### Consigne
Traduisez en anglais cette phrase de l'extrait sur Dune : « Souheila Yacoub et Zendaya interprètent leurs personnages respectifs avec charisme, dignité et fierté. »

### Extrait étudié
Strangie trouve que la caractérisation de Chani et Shishakli (Souheila Yacoub, magnifique) représente l’image qu’elle a des valeurs du peuple Amazigh. Souheila Yacoub et Zendaya interprètent leurs personnages respectifs avec charisme, dignité et fierté. Au passage, Denis Villeneuve qualifiait Souheila Yacoub de « véritable Fremen* », et nous ne pouvons qu’approuver après avoir vu son excellente performance.
Nous souhaiterions vraiment vous dire ce que nous pensons de l’évolution de Paul. Et pourquoi nous pensons que Chani et Shishakli sont les seuls personnages réellement libres dans Dune. Mais cela reviendrait à spoiler l’entièreté du film, donc on vous laisse découvrir…
*Le saviez-vous ? Le terme “Fremen” nous a interpellés, car il pourrait se prononcer “free men” = “hommes libres”. Or, “Amazigh” (pluriel “Imazighen”) signifie “Homme libre”.
UNE RÉALISATION IMMERSIVE
Les décors sur Arrakis sublimaient le désert dans la première partie. Ici, la colorimétrie est plus terne, avec une sensation d’oppression dans ce qui est pourtant un désert géant avec un nombre infini de dunes. Une esthétique contribuant à accentuer l’hostilité du milieu dans lequel les personnages doivent survivre.

### Items de données

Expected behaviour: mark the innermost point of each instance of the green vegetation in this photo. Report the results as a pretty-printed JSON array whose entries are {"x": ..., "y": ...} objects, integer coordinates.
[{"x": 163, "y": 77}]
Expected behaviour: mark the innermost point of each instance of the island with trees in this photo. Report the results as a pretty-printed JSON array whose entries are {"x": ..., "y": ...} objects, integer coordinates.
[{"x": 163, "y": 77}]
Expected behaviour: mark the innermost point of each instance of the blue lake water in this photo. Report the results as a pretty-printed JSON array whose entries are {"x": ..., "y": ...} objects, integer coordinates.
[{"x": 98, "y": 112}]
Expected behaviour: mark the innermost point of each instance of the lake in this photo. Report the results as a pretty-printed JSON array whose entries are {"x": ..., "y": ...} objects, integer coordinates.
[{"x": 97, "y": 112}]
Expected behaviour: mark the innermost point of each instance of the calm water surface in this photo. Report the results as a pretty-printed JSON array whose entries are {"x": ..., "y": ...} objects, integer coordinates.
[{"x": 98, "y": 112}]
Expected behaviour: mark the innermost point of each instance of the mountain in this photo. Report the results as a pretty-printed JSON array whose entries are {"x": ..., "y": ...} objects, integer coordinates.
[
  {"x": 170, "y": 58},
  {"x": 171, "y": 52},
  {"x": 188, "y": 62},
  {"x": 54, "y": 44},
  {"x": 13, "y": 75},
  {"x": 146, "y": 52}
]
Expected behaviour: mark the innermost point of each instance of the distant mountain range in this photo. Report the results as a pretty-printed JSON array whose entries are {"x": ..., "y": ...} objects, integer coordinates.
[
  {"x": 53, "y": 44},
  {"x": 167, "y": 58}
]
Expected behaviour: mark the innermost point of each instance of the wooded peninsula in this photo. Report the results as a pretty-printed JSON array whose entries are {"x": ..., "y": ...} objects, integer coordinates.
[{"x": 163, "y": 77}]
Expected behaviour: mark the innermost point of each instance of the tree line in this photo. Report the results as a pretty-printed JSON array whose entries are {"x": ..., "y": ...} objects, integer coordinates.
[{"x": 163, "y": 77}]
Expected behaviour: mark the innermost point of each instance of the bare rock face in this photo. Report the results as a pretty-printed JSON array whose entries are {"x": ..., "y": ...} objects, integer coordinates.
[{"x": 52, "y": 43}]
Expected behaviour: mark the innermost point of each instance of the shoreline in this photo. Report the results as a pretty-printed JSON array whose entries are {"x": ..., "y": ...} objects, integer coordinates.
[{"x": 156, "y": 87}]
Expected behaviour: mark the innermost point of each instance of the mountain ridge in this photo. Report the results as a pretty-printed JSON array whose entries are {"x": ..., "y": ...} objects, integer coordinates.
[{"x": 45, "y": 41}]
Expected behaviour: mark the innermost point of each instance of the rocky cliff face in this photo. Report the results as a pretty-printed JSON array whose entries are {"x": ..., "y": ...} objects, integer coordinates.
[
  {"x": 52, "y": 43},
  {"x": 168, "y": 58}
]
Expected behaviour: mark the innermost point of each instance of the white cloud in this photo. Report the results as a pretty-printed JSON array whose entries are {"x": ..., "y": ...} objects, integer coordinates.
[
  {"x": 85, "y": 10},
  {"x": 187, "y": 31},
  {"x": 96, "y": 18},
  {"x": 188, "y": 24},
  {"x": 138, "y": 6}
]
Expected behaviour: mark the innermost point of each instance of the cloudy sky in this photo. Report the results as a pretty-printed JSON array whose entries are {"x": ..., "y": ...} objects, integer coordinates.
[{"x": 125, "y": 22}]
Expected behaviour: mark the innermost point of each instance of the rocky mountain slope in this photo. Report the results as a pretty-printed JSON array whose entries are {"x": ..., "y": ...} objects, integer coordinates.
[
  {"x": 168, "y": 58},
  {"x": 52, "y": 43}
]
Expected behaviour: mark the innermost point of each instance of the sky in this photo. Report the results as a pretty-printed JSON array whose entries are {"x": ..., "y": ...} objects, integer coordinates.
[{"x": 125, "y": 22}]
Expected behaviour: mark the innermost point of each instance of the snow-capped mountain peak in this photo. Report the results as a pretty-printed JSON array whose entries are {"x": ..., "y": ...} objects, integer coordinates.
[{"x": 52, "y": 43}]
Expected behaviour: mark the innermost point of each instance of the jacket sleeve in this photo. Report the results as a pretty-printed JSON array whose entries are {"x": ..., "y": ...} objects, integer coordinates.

### Résultat attendu
Souheila Yacoub and Zendaya play their respective characters with charisma, dignity and pride.